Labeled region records
(begin)
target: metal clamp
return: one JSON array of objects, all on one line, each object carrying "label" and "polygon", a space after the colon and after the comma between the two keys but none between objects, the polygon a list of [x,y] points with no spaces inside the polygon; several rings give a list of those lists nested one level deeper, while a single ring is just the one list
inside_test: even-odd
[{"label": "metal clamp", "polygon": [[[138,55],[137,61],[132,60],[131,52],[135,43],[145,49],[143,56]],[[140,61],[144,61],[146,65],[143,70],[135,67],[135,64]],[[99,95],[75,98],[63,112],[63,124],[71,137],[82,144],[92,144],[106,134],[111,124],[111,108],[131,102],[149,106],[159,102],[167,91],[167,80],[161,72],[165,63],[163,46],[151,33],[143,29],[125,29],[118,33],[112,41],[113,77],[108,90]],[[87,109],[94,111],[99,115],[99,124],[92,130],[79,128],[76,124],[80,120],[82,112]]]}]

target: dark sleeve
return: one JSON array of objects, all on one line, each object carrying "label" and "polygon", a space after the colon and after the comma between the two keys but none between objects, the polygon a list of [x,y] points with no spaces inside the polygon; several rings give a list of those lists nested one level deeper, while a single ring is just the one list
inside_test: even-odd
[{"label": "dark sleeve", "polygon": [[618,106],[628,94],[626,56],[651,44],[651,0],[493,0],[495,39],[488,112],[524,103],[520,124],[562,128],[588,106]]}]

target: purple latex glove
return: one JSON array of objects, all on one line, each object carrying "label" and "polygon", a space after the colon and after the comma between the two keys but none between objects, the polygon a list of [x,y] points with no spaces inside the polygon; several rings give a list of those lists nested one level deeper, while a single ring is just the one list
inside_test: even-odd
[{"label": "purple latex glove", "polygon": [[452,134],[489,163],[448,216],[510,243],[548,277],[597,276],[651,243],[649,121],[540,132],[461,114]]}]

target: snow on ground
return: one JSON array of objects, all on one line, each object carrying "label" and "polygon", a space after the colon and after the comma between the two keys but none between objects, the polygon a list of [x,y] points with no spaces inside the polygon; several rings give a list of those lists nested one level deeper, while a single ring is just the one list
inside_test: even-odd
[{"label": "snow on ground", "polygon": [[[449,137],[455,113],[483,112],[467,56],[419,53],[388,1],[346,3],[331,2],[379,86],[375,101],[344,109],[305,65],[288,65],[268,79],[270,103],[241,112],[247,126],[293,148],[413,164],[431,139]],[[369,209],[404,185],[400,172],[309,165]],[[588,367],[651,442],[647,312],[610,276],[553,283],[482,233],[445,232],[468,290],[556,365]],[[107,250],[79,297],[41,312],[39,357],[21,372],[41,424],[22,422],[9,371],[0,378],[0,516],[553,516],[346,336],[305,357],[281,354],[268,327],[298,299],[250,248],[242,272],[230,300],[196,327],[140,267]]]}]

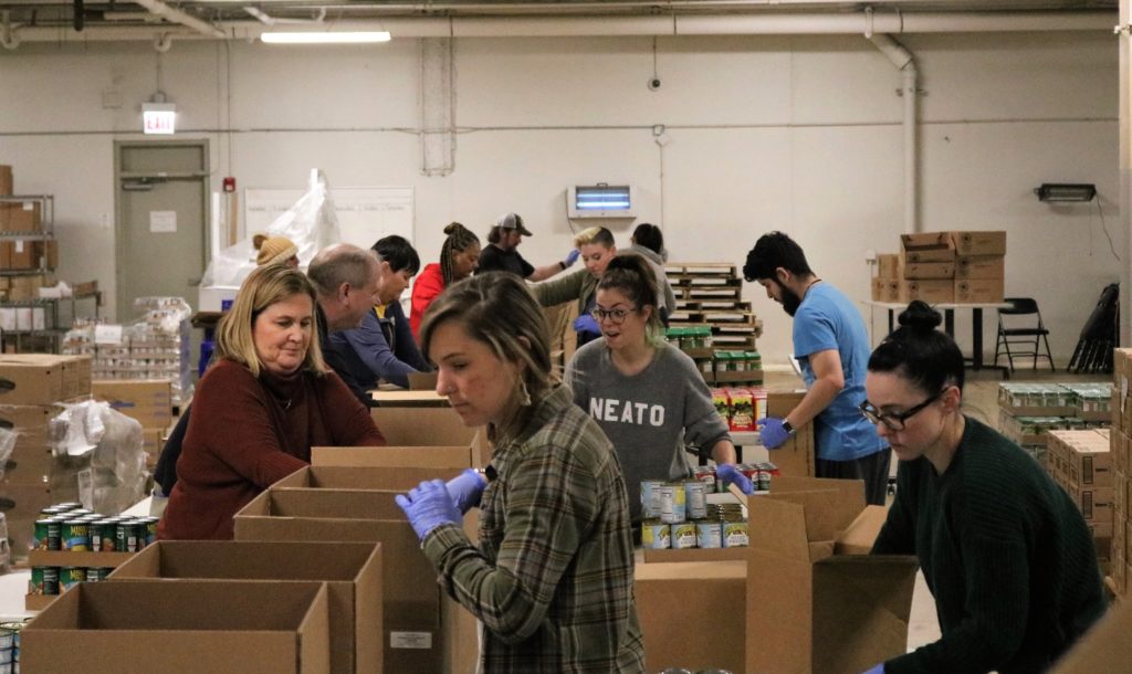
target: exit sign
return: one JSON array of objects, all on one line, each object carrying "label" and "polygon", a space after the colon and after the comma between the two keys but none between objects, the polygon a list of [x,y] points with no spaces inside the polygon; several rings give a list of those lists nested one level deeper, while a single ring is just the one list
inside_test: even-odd
[{"label": "exit sign", "polygon": [[142,105],[142,130],[145,133],[172,135],[177,132],[177,105],[145,103]]}]

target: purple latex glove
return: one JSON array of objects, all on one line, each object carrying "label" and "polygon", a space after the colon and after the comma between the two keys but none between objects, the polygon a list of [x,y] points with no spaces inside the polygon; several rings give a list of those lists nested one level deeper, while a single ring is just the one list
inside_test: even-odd
[{"label": "purple latex glove", "polygon": [[743,493],[749,494],[755,491],[755,486],[751,484],[751,478],[739,473],[739,469],[735,467],[735,464],[720,464],[715,467],[715,476],[723,481],[723,484],[734,484],[743,490]]},{"label": "purple latex glove", "polygon": [[791,433],[782,427],[782,420],[767,416],[758,420],[758,438],[766,449],[778,449],[786,444]]},{"label": "purple latex glove", "polygon": [[440,525],[460,526],[463,521],[463,516],[452,502],[448,489],[444,486],[441,479],[422,482],[408,495],[397,494],[394,501],[405,511],[409,524],[413,526],[417,537],[421,541]]},{"label": "purple latex glove", "polygon": [[601,327],[598,326],[598,319],[593,318],[589,313],[584,313],[574,319],[574,331],[601,335]]},{"label": "purple latex glove", "polygon": [[452,496],[452,502],[463,515],[472,508],[479,508],[480,496],[483,495],[483,487],[488,481],[475,468],[464,468],[464,472],[448,481],[445,486]]}]

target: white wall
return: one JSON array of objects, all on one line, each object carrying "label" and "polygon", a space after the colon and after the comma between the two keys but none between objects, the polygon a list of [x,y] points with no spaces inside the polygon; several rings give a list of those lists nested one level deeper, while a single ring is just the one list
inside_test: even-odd
[{"label": "white wall", "polygon": [[[1032,189],[1095,182],[1121,250],[1116,45],[1080,33],[901,42],[925,89],[925,227],[1006,230],[1006,292],[1038,297],[1055,354],[1067,360],[1121,267],[1095,204],[1053,208]],[[417,41],[175,42],[160,58],[161,88],[178,104],[183,135],[211,140],[213,189],[224,175],[241,188],[301,187],[315,166],[332,185],[413,185],[426,260],[449,221],[483,234],[505,210],[535,232],[523,244],[528,259],[558,259],[569,247],[566,185],[623,180],[638,185],[637,222],[664,227],[674,260],[741,266],[761,233],[780,228],[822,278],[865,297],[866,249],[897,250],[900,76],[864,37],[660,38],[657,92],[645,86],[645,37],[469,38],[454,53],[461,132],[445,178],[421,174]],[[138,138],[157,62],[148,44],[0,51],[3,90],[20,92],[0,97],[0,163],[15,165],[17,191],[55,195],[65,278],[113,284],[113,141]],[[121,94],[120,109],[103,109],[105,89]],[[653,124],[667,128],[663,148]],[[627,242],[624,225],[615,234]],[[761,351],[781,361],[787,317],[757,286],[746,296],[765,322]],[[959,330],[969,343],[966,317]]]}]

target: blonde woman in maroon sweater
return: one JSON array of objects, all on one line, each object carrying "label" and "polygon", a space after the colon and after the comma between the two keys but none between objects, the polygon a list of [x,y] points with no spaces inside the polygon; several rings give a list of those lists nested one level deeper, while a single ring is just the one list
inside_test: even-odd
[{"label": "blonde woman in maroon sweater", "polygon": [[323,363],[315,306],[310,280],[286,266],[259,267],[243,283],[192,398],[160,538],[232,538],[232,516],[307,466],[311,447],[385,444]]}]

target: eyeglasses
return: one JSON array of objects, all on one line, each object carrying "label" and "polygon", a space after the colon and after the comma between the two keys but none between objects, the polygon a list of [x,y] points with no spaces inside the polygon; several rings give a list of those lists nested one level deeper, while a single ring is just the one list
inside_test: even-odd
[{"label": "eyeglasses", "polygon": [[943,394],[946,392],[946,390],[947,389],[944,388],[938,394],[932,396],[927,400],[924,400],[919,405],[917,405],[915,407],[910,407],[910,408],[908,408],[908,409],[906,409],[903,412],[882,413],[876,407],[876,405],[873,405],[868,400],[865,400],[864,403],[861,403],[859,409],[860,409],[860,413],[865,415],[865,418],[867,418],[871,423],[874,423],[874,424],[884,424],[884,426],[886,429],[889,429],[890,431],[903,431],[904,430],[904,422],[907,422],[911,417],[916,416],[916,414],[919,411],[924,409],[925,407],[927,407],[932,403],[935,403],[936,400],[938,400],[940,398],[942,398]]},{"label": "eyeglasses", "polygon": [[625,322],[625,317],[633,313],[634,311],[636,311],[635,306],[633,309],[599,309],[595,306],[590,310],[590,316],[592,316],[593,320],[598,321],[599,323],[606,319],[609,319],[609,322],[614,323],[615,326],[619,326]]}]

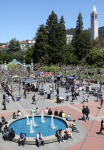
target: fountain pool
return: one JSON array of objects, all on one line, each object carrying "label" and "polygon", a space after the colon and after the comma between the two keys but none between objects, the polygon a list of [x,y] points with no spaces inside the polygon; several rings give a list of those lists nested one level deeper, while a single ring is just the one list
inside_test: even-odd
[{"label": "fountain pool", "polygon": [[[33,131],[34,133],[29,133],[30,131],[30,126],[26,125],[27,123],[27,118],[22,118],[19,120],[14,121],[9,125],[9,128],[13,128],[15,131],[15,134],[20,135],[20,133],[26,133],[27,137],[36,137],[36,135],[39,132],[42,132],[42,135],[45,136],[50,136],[50,135],[55,135],[56,130],[62,129],[64,130],[66,127],[65,121],[58,119],[58,118],[53,118],[54,120],[54,125],[55,129],[51,128],[51,116],[44,116],[45,118],[45,123],[41,123],[41,116],[35,116],[35,122],[37,126],[33,126]],[[32,120],[32,117],[28,117],[29,122]]]}]

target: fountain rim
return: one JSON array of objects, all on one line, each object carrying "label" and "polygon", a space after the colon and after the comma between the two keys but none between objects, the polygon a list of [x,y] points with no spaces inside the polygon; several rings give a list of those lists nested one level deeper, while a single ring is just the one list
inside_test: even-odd
[{"label": "fountain rim", "polygon": [[[32,115],[28,115],[28,117],[32,117]],[[41,114],[39,115],[34,115],[34,117],[41,117]],[[44,115],[44,117],[52,117],[52,115]],[[16,122],[17,120],[21,120],[21,119],[24,119],[24,118],[27,118],[27,116],[24,116],[24,117],[21,117],[21,118],[18,118],[18,119],[11,119],[8,121],[8,127],[13,123],[13,122]],[[62,120],[65,122],[65,124],[68,124],[69,122],[66,120],[66,118],[61,118],[61,117],[58,117],[58,116],[53,116],[53,118],[57,118],[59,120]],[[62,131],[62,133],[64,134],[64,131],[65,129]],[[13,138],[13,142],[16,142],[18,143],[18,139],[19,139],[19,135],[15,135],[15,137]],[[44,142],[47,144],[47,143],[52,143],[52,142],[56,142],[58,141],[58,138],[55,136],[55,135],[50,135],[50,136],[45,136],[43,137],[44,138]],[[26,137],[26,141],[25,141],[25,144],[29,144],[29,145],[35,145],[36,144],[36,137]]]}]

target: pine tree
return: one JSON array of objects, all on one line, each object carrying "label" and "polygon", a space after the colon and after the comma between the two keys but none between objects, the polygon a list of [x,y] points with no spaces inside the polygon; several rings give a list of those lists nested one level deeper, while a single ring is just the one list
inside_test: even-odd
[{"label": "pine tree", "polygon": [[58,23],[56,36],[57,36],[58,60],[60,63],[64,63],[65,57],[67,55],[65,53],[67,50],[67,44],[66,44],[65,21],[63,16],[61,16],[61,19]]},{"label": "pine tree", "polygon": [[58,61],[58,49],[57,49],[57,26],[58,26],[58,17],[52,11],[51,15],[49,15],[47,22],[46,22],[46,29],[47,29],[47,36],[48,36],[48,55],[49,61],[48,63],[56,64]]},{"label": "pine tree", "polygon": [[[36,43],[33,51],[34,63],[43,62],[46,63],[47,52],[47,33],[46,28],[42,24],[40,25],[38,32],[36,33]],[[48,58],[48,57],[47,57]]]}]

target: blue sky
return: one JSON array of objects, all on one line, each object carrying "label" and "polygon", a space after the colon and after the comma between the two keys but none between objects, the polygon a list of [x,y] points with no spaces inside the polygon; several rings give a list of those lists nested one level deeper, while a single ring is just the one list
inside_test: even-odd
[{"label": "blue sky", "polygon": [[58,19],[64,16],[66,29],[75,28],[79,12],[82,13],[84,29],[90,27],[90,13],[95,3],[98,26],[104,26],[104,0],[1,0],[0,42],[12,38],[19,41],[35,37],[39,25],[46,24],[52,10]]}]

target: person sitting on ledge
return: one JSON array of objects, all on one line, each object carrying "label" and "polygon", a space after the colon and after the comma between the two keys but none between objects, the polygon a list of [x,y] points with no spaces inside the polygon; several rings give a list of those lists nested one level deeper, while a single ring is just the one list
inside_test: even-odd
[{"label": "person sitting on ledge", "polygon": [[61,110],[60,113],[59,113],[59,117],[62,117],[62,110]]},{"label": "person sitting on ledge", "polygon": [[62,118],[65,118],[65,111],[62,110]]},{"label": "person sitting on ledge", "polygon": [[79,133],[79,131],[78,131],[77,127],[76,127],[76,124],[75,124],[75,120],[73,120],[73,121],[70,123],[70,128],[72,128],[72,132],[73,132],[74,130],[76,130],[77,133]]},{"label": "person sitting on ledge", "polygon": [[17,116],[18,116],[18,117],[22,117],[22,114],[21,114],[21,111],[20,111],[20,110],[18,110]]},{"label": "person sitting on ledge", "polygon": [[66,120],[67,120],[67,121],[72,121],[72,120],[71,120],[71,113],[68,114]]},{"label": "person sitting on ledge", "polygon": [[39,115],[40,111],[38,109],[38,107],[36,108],[36,115]]},{"label": "person sitting on ledge", "polygon": [[48,107],[45,109],[45,114],[48,115]]},{"label": "person sitting on ledge", "polygon": [[35,114],[34,108],[31,109],[31,114]]},{"label": "person sitting on ledge", "polygon": [[58,116],[58,111],[57,111],[57,109],[55,110],[54,115],[55,115],[55,116]]},{"label": "person sitting on ledge", "polygon": [[68,134],[74,140],[74,138],[72,136],[72,133],[69,131],[69,126],[68,125],[66,125],[65,133]]},{"label": "person sitting on ledge", "polygon": [[13,113],[13,119],[17,119],[16,113]]},{"label": "person sitting on ledge", "polygon": [[52,110],[51,110],[51,108],[49,108],[49,110],[48,110],[48,115],[52,115]]},{"label": "person sitting on ledge", "polygon": [[43,146],[45,146],[41,132],[39,132],[39,134],[36,135],[36,142],[37,142],[39,148],[40,148],[40,142]]},{"label": "person sitting on ledge", "polygon": [[58,135],[58,137],[59,137],[59,142],[60,142],[60,143],[62,143],[61,140],[62,140],[63,142],[65,142],[65,141],[64,141],[64,136],[62,135],[62,129],[59,130],[59,135]]}]

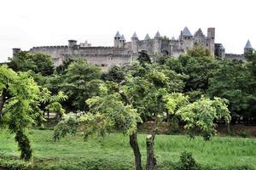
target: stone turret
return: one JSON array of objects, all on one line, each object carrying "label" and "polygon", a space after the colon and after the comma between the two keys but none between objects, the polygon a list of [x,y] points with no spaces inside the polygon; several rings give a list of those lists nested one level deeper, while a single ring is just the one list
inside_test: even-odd
[{"label": "stone turret", "polygon": [[218,48],[218,57],[224,60],[225,58],[225,48],[222,45],[222,43],[220,43]]},{"label": "stone turret", "polygon": [[214,55],[214,51],[215,51],[214,43],[215,43],[215,28],[208,28],[207,47],[208,48],[212,55]]},{"label": "stone turret", "polygon": [[131,51],[133,54],[136,54],[138,52],[138,42],[139,42],[139,39],[136,32],[134,32],[131,39]]},{"label": "stone turret", "polygon": [[159,31],[156,32],[154,37],[154,54],[161,52],[161,36]]},{"label": "stone turret", "polygon": [[125,42],[125,36],[122,35],[120,39],[119,39],[119,48],[124,48]]},{"label": "stone turret", "polygon": [[77,45],[76,40],[68,40],[68,48],[73,48]]},{"label": "stone turret", "polygon": [[193,48],[193,35],[187,26],[181,31],[180,41],[185,52]]},{"label": "stone turret", "polygon": [[147,34],[146,36],[145,36],[145,37],[144,37],[144,40],[150,40],[150,37],[149,37],[149,35],[148,34]]},{"label": "stone turret", "polygon": [[17,54],[17,53],[20,53],[21,50],[20,48],[13,48],[13,56]]},{"label": "stone turret", "polygon": [[120,42],[120,38],[121,38],[121,35],[119,33],[119,31],[117,31],[115,36],[113,37],[113,47],[114,48],[119,48],[119,42]]},{"label": "stone turret", "polygon": [[244,47],[243,50],[244,50],[244,54],[246,54],[247,53],[248,53],[249,51],[252,51],[253,48],[252,47],[251,42],[250,40],[247,41],[246,46]]}]

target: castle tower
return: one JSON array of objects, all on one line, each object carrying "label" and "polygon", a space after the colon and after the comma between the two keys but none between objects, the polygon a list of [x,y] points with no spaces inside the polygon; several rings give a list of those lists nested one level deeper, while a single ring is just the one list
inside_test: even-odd
[{"label": "castle tower", "polygon": [[119,39],[119,48],[124,48],[125,47],[125,36],[122,35],[120,39]]},{"label": "castle tower", "polygon": [[149,37],[149,35],[148,34],[147,34],[146,36],[145,36],[145,37],[144,37],[144,40],[150,40],[150,37]]},{"label": "castle tower", "polygon": [[225,58],[225,48],[222,45],[222,43],[218,47],[218,57],[222,60]]},{"label": "castle tower", "polygon": [[187,26],[181,31],[180,40],[185,52],[193,48],[193,36]]},{"label": "castle tower", "polygon": [[250,40],[247,41],[246,46],[244,47],[243,50],[244,50],[244,54],[246,54],[247,53],[252,51],[253,48],[252,47],[251,42]]},{"label": "castle tower", "polygon": [[119,31],[117,31],[115,36],[113,37],[113,47],[114,48],[119,47],[120,38],[121,38],[121,35],[120,35]]},{"label": "castle tower", "polygon": [[154,37],[154,53],[160,54],[161,52],[161,36],[159,31],[156,32]]},{"label": "castle tower", "polygon": [[68,40],[68,48],[73,48],[77,45],[77,41],[76,40]]},{"label": "castle tower", "polygon": [[15,54],[20,53],[21,50],[20,48],[13,48],[13,56],[15,56]]},{"label": "castle tower", "polygon": [[138,41],[139,41],[136,32],[134,32],[131,39],[131,51],[133,54],[136,54],[138,52]]},{"label": "castle tower", "polygon": [[208,28],[207,47],[208,48],[212,55],[214,55],[214,51],[215,51],[214,43],[215,43],[215,28]]}]

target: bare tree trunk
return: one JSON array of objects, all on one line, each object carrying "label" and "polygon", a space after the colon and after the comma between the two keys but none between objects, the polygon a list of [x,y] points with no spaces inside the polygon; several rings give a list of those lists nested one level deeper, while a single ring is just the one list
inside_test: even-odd
[{"label": "bare tree trunk", "polygon": [[135,157],[135,169],[142,170],[142,155],[137,144],[137,133],[132,133],[130,137],[130,145],[132,148]]},{"label": "bare tree trunk", "polygon": [[154,140],[155,133],[147,136],[146,146],[147,146],[147,170],[154,170],[156,166],[156,158],[154,154]]},{"label": "bare tree trunk", "polygon": [[[119,91],[119,94],[123,98],[124,102],[126,105],[132,105],[130,99],[128,98],[127,95],[124,94],[122,90]],[[134,154],[134,158],[135,158],[135,169],[136,170],[142,170],[142,155],[140,152],[140,148],[137,144],[137,132],[133,133],[131,135],[129,136],[130,138],[130,145],[132,148],[133,154]]]},{"label": "bare tree trunk", "polygon": [[2,95],[0,96],[0,120],[3,116],[3,110],[4,103],[6,101],[5,97],[6,97],[6,89],[3,89],[2,92]]}]

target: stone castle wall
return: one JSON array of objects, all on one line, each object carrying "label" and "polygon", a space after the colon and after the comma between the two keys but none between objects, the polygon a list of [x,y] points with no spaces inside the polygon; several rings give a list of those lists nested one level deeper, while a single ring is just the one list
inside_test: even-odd
[{"label": "stone castle wall", "polygon": [[[159,31],[155,37],[150,39],[147,35],[144,40],[139,40],[137,34],[131,37],[131,42],[125,42],[124,35],[120,36],[118,31],[113,38],[113,47],[91,47],[86,42],[77,45],[77,41],[69,40],[67,46],[45,46],[34,47],[30,49],[33,53],[44,53],[52,57],[55,65],[59,65],[65,60],[69,58],[83,58],[90,63],[100,66],[109,67],[112,65],[125,65],[137,60],[138,53],[145,50],[153,59],[154,56],[174,56],[186,54],[195,45],[201,45],[209,49],[211,54],[218,56],[221,59],[244,60],[244,54],[225,54],[224,48],[221,43],[215,43],[215,28],[208,28],[207,35],[205,36],[201,29],[194,35],[187,27],[181,31],[178,39],[172,37],[161,38]],[[83,45],[84,44],[84,45]],[[246,49],[249,49],[249,42]],[[18,48],[14,48],[14,53]]]}]

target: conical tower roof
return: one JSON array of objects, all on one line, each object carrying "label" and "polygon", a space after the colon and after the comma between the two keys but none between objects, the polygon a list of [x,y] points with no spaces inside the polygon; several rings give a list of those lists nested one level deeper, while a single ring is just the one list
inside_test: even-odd
[{"label": "conical tower roof", "polygon": [[125,41],[124,34],[121,36],[120,40]]},{"label": "conical tower roof", "polygon": [[131,37],[132,38],[137,38],[137,36],[136,34],[136,32],[134,32],[133,36]]},{"label": "conical tower roof", "polygon": [[221,44],[219,44],[219,49],[225,49],[225,48]]},{"label": "conical tower roof", "polygon": [[161,37],[161,36],[160,36],[160,34],[159,33],[159,31],[157,31],[157,32],[156,32],[156,34],[155,34],[155,36],[154,36],[154,38],[160,38]]},{"label": "conical tower roof", "polygon": [[193,37],[191,32],[189,31],[189,28],[187,26],[184,27],[183,31],[182,31],[183,36],[187,36],[187,37]]},{"label": "conical tower roof", "polygon": [[114,37],[121,37],[121,35],[119,31],[116,32]]},{"label": "conical tower roof", "polygon": [[147,35],[146,35],[146,37],[145,37],[144,40],[150,40],[150,37],[149,37],[149,35],[148,35],[148,34],[147,34]]},{"label": "conical tower roof", "polygon": [[244,47],[244,48],[253,48],[252,44],[250,42],[250,40],[247,41],[246,46]]}]

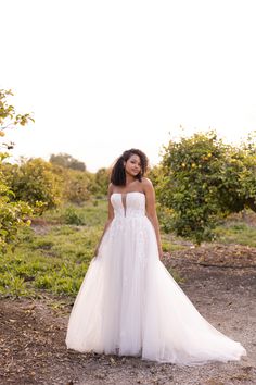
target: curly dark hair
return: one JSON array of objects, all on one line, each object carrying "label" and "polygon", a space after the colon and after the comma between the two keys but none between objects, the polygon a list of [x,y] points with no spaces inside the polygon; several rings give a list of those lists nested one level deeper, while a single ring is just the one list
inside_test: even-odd
[{"label": "curly dark hair", "polygon": [[141,150],[137,148],[131,148],[130,150],[126,150],[123,154],[116,160],[112,173],[111,173],[111,182],[116,186],[125,186],[126,185],[126,173],[124,167],[124,161],[126,162],[131,156],[138,156],[141,162],[141,171],[136,176],[140,182],[142,181],[142,176],[145,174],[149,165],[148,157]]}]

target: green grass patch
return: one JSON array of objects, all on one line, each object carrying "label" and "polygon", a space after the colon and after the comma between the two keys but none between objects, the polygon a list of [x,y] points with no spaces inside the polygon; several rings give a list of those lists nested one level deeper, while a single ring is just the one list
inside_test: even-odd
(end)
* **YOUR TASK**
Pull together every line in the items above that contains the word "maroon", and list those lines.

* **THE OUTPUT**
target: blonde woman in maroon sweater
[{"label": "blonde woman in maroon sweater", "polygon": [[323,363],[315,306],[310,280],[286,266],[259,267],[243,283],[192,398],[160,538],[232,538],[232,516],[307,466],[311,447],[385,444]]}]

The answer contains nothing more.